▶ JOB: Could you rewrite every one of the following entries, replacing "bounding box" with "rectangle" wherever it appears and changing nothing else? Leave the pictures out of your answer.
-- GIVEN DATA start --
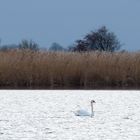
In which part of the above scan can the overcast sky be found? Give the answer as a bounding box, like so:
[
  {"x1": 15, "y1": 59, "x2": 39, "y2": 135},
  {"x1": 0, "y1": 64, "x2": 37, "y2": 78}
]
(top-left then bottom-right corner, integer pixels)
[{"x1": 0, "y1": 0, "x2": 140, "y2": 51}]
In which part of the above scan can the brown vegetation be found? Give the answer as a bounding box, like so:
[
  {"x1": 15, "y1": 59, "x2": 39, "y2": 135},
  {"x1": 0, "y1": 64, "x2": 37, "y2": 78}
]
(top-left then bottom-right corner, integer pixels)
[{"x1": 0, "y1": 50, "x2": 140, "y2": 89}]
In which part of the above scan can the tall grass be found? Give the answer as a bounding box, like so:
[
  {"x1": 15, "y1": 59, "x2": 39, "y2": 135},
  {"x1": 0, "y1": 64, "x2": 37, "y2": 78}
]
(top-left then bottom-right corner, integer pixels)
[{"x1": 0, "y1": 50, "x2": 140, "y2": 89}]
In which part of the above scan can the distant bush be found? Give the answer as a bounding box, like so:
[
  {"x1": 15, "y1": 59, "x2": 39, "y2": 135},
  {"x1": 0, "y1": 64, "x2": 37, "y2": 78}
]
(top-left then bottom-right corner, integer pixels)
[
  {"x1": 49, "y1": 43, "x2": 66, "y2": 52},
  {"x1": 18, "y1": 40, "x2": 39, "y2": 52},
  {"x1": 72, "y1": 26, "x2": 121, "y2": 52}
]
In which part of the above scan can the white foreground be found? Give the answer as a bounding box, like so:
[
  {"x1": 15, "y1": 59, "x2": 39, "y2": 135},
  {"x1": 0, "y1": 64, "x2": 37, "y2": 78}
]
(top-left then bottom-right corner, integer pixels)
[{"x1": 0, "y1": 90, "x2": 140, "y2": 140}]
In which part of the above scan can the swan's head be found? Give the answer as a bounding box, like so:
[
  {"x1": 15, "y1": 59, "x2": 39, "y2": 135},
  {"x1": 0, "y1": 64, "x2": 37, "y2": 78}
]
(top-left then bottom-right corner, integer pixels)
[{"x1": 91, "y1": 100, "x2": 96, "y2": 104}]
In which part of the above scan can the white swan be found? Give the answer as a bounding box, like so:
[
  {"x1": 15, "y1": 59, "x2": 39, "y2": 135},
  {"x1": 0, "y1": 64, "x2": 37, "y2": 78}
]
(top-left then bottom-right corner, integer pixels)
[{"x1": 75, "y1": 100, "x2": 95, "y2": 117}]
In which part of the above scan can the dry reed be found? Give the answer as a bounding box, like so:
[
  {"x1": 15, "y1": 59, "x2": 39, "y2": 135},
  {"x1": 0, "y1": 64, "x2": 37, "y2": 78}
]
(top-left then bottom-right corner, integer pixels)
[{"x1": 0, "y1": 50, "x2": 140, "y2": 89}]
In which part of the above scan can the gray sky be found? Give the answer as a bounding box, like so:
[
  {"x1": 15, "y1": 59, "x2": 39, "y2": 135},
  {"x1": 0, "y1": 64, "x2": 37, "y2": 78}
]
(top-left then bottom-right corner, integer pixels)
[{"x1": 0, "y1": 0, "x2": 140, "y2": 51}]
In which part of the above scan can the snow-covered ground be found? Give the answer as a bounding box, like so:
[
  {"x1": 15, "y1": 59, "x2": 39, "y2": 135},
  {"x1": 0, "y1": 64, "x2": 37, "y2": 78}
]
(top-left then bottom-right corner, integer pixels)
[{"x1": 0, "y1": 90, "x2": 140, "y2": 140}]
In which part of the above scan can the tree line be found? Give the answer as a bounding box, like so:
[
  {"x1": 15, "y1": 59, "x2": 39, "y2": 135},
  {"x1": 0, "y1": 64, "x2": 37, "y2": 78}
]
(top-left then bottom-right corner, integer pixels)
[{"x1": 0, "y1": 26, "x2": 122, "y2": 52}]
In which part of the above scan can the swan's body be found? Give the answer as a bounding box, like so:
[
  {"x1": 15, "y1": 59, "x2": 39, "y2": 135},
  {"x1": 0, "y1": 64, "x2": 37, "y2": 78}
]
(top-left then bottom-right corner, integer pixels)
[{"x1": 75, "y1": 100, "x2": 95, "y2": 117}]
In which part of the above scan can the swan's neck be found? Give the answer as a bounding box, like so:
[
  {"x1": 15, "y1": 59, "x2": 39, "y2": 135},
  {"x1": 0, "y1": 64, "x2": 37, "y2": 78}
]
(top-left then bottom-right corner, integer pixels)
[{"x1": 91, "y1": 103, "x2": 94, "y2": 117}]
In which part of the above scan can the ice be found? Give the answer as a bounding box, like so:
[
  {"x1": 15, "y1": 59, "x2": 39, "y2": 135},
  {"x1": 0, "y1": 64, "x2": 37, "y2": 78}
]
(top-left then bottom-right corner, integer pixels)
[{"x1": 0, "y1": 90, "x2": 140, "y2": 140}]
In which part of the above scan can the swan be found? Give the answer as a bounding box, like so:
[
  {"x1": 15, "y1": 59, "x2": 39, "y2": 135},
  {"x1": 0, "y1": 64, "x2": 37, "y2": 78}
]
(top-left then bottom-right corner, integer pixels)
[{"x1": 75, "y1": 100, "x2": 96, "y2": 117}]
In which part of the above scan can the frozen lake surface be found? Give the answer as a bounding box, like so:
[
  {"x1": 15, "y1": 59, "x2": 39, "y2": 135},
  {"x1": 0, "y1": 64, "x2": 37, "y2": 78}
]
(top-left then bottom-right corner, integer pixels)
[{"x1": 0, "y1": 90, "x2": 140, "y2": 140}]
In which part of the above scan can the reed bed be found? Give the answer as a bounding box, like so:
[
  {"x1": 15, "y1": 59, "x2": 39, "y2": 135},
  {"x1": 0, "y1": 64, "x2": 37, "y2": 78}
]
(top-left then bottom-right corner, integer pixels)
[{"x1": 0, "y1": 50, "x2": 140, "y2": 89}]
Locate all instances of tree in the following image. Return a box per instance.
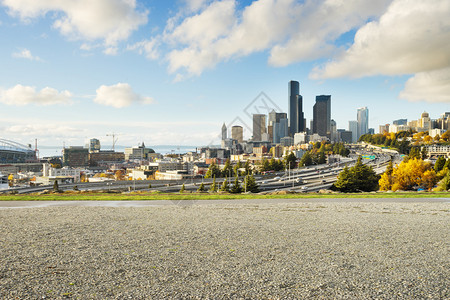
[220,179,230,192]
[221,159,233,177]
[53,180,59,193]
[197,182,205,192]
[439,171,450,191]
[205,161,221,178]
[209,176,217,193]
[434,156,446,173]
[244,175,259,193]
[298,151,313,167]
[334,156,379,193]
[392,158,437,191]
[284,152,297,169]
[230,176,242,194]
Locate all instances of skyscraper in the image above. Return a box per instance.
[312,95,331,139]
[253,114,267,142]
[222,123,227,141]
[356,107,369,140]
[288,80,305,137]
[348,121,358,143]
[231,125,244,143]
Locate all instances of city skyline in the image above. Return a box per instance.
[0,0,450,146]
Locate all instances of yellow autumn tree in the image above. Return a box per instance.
[390,158,437,191]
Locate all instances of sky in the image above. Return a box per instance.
[0,0,450,149]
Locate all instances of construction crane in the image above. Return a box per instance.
[106,132,119,152]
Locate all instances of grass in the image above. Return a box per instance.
[0,192,450,201]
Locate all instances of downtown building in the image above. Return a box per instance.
[288,80,306,137]
[312,95,331,140]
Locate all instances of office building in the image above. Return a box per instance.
[348,121,358,143]
[312,95,331,139]
[269,110,289,144]
[231,125,244,143]
[356,107,369,140]
[392,119,408,126]
[89,139,100,153]
[62,146,89,168]
[222,123,227,141]
[330,120,338,142]
[253,114,267,142]
[379,124,390,134]
[288,80,305,137]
-- GIVEN DATA end --
▶ FULL ANSWER:
In which part of the above scan can the overcast sky be found? Give the answer as a rectangle, like so:
[
  {"x1": 15, "y1": 59, "x2": 39, "y2": 135},
  {"x1": 0, "y1": 64, "x2": 37, "y2": 78}
]
(top-left then bottom-right corner, integer pixels)
[{"x1": 0, "y1": 0, "x2": 140, "y2": 51}]
In which part of the above scan can the brown vegetation be found? Give the answer as a rectangle, like so:
[
  {"x1": 15, "y1": 59, "x2": 39, "y2": 135},
  {"x1": 0, "y1": 64, "x2": 37, "y2": 78}
]
(top-left then bottom-right corner, integer pixels)
[{"x1": 0, "y1": 50, "x2": 140, "y2": 89}]
In which part of the above scan can the tall grass be found? Give the answer as a rectangle, like so:
[
  {"x1": 15, "y1": 59, "x2": 39, "y2": 135},
  {"x1": 0, "y1": 64, "x2": 37, "y2": 78}
]
(top-left then bottom-right corner, integer pixels)
[{"x1": 0, "y1": 50, "x2": 140, "y2": 89}]
In which part of the above scan can the distant bush be found? Give the answer as a rectangle, like so:
[
  {"x1": 15, "y1": 59, "x2": 39, "y2": 135},
  {"x1": 0, "y1": 64, "x2": 37, "y2": 78}
]
(top-left then bottom-right corner, integer pixels)
[
  {"x1": 49, "y1": 43, "x2": 66, "y2": 52},
  {"x1": 18, "y1": 40, "x2": 39, "y2": 52},
  {"x1": 72, "y1": 26, "x2": 121, "y2": 52}
]
In which part of the above scan can the white foreground be found? Give the answer as a rectangle, like so:
[
  {"x1": 15, "y1": 59, "x2": 39, "y2": 135},
  {"x1": 0, "y1": 64, "x2": 37, "y2": 78}
]
(top-left then bottom-right corner, integer pixels)
[{"x1": 0, "y1": 90, "x2": 140, "y2": 140}]
In which part of the above scan can the swan's head be found? Give the answer as a rectangle, like so:
[
  {"x1": 15, "y1": 59, "x2": 39, "y2": 135},
  {"x1": 0, "y1": 64, "x2": 37, "y2": 78}
]
(top-left then bottom-right corner, integer pixels)
[{"x1": 91, "y1": 100, "x2": 96, "y2": 104}]
In which part of the above scan can the white swan be found? Give the answer as a rectangle, like so:
[
  {"x1": 15, "y1": 59, "x2": 39, "y2": 135},
  {"x1": 0, "y1": 64, "x2": 37, "y2": 78}
]
(top-left then bottom-right corner, integer pixels)
[{"x1": 75, "y1": 100, "x2": 95, "y2": 117}]
In which part of the above scan can the dry reed be found? Give the answer as a rectangle, like so:
[
  {"x1": 15, "y1": 59, "x2": 39, "y2": 135},
  {"x1": 0, "y1": 64, "x2": 37, "y2": 78}
]
(top-left then bottom-right corner, integer pixels)
[{"x1": 0, "y1": 50, "x2": 140, "y2": 89}]
In which part of the above scan can the gray sky be found? Give the answer as a rectangle, like so:
[
  {"x1": 15, "y1": 59, "x2": 39, "y2": 135},
  {"x1": 0, "y1": 64, "x2": 37, "y2": 78}
]
(top-left then bottom-right corner, integer pixels)
[{"x1": 0, "y1": 0, "x2": 140, "y2": 51}]
In which part of the above scan can the snow-covered ground be found? Give the answer as a rectangle, like so:
[
  {"x1": 15, "y1": 59, "x2": 39, "y2": 135},
  {"x1": 0, "y1": 64, "x2": 37, "y2": 78}
]
(top-left then bottom-right corner, integer pixels)
[{"x1": 0, "y1": 90, "x2": 140, "y2": 140}]
In which part of the above scan can the tree line be found? Give the answer as a rectangle, like so:
[
  {"x1": 15, "y1": 59, "x2": 39, "y2": 135},
  {"x1": 0, "y1": 64, "x2": 37, "y2": 78}
]
(top-left then bottom-right corner, integer pixels)
[{"x1": 0, "y1": 26, "x2": 122, "y2": 52}]
In which part of the above scan can the swan's body be found? Give the answer as a rectangle, like so:
[
  {"x1": 15, "y1": 59, "x2": 39, "y2": 135},
  {"x1": 0, "y1": 64, "x2": 37, "y2": 78}
]
(top-left then bottom-right corner, integer pixels)
[{"x1": 75, "y1": 100, "x2": 95, "y2": 117}]
In which part of the above scan can the swan's neck be found? Give the answer as a rectangle, like so:
[
  {"x1": 15, "y1": 59, "x2": 39, "y2": 135},
  {"x1": 0, "y1": 64, "x2": 37, "y2": 78}
]
(top-left then bottom-right corner, integer pixels)
[{"x1": 91, "y1": 103, "x2": 94, "y2": 117}]
In which part of the above scan can the ice be found? Give the answer as a rectangle, like so:
[
  {"x1": 15, "y1": 59, "x2": 39, "y2": 135},
  {"x1": 0, "y1": 64, "x2": 37, "y2": 78}
]
(top-left then bottom-right corner, integer pixels)
[{"x1": 0, "y1": 90, "x2": 140, "y2": 140}]
In which part of the above scan can the swan be found? Give the answer as a rectangle, like so:
[
  {"x1": 15, "y1": 59, "x2": 39, "y2": 135},
  {"x1": 0, "y1": 64, "x2": 37, "y2": 78}
]
(top-left then bottom-right corner, integer pixels)
[{"x1": 75, "y1": 100, "x2": 96, "y2": 117}]
In which part of the above scan can the frozen lake surface be found? Give the answer as a rectangle, like so:
[
  {"x1": 15, "y1": 59, "x2": 39, "y2": 135},
  {"x1": 0, "y1": 64, "x2": 37, "y2": 78}
]
(top-left then bottom-right corner, integer pixels)
[{"x1": 0, "y1": 90, "x2": 140, "y2": 140}]
In which part of the above scan can the reed bed be found? Give the answer as a rectangle, like so:
[
  {"x1": 15, "y1": 59, "x2": 39, "y2": 135},
  {"x1": 0, "y1": 64, "x2": 37, "y2": 78}
]
(top-left then bottom-right corner, integer pixels)
[{"x1": 0, "y1": 50, "x2": 140, "y2": 89}]
Locate all instances of tree in the following image. Return a box per instance.
[220,179,230,192]
[221,159,233,177]
[53,180,59,193]
[197,182,205,192]
[439,171,450,191]
[205,161,221,178]
[209,176,217,193]
[434,156,446,173]
[244,175,259,193]
[298,151,313,167]
[334,156,379,193]
[392,158,437,191]
[284,152,297,169]
[230,176,242,194]
Locate all instances of skyscraper in the image above. Return a box per instance.
[312,95,331,139]
[253,114,267,142]
[222,123,227,141]
[356,107,369,140]
[288,80,305,137]
[348,121,358,143]
[231,125,244,143]
Locate all instances of city skyline in the image above. Return a box per instance.
[0,0,450,146]
Locate all instances of yellow autumn tree in the image above. Return a box per instance.
[390,158,437,191]
Locate all instances of sky in the image above. Return a box per instance.
[0,0,450,149]
Locate all instances of construction crane in the image above. Return a box per instance.
[106,132,119,152]
Locate all instances of grass in the image above. Return a box per instance.
[0,192,450,201]
Locate all instances of downtown building in the image above. Return a box per instance.
[288,80,306,137]
[312,95,331,140]
Locate all instances of office building in the image above. Return a box per instance.
[348,121,358,143]
[312,95,331,139]
[269,110,289,144]
[231,125,244,143]
[356,107,369,140]
[392,119,408,126]
[89,139,100,153]
[62,146,89,168]
[222,123,227,141]
[330,120,338,142]
[253,114,267,142]
[379,124,390,134]
[288,80,305,137]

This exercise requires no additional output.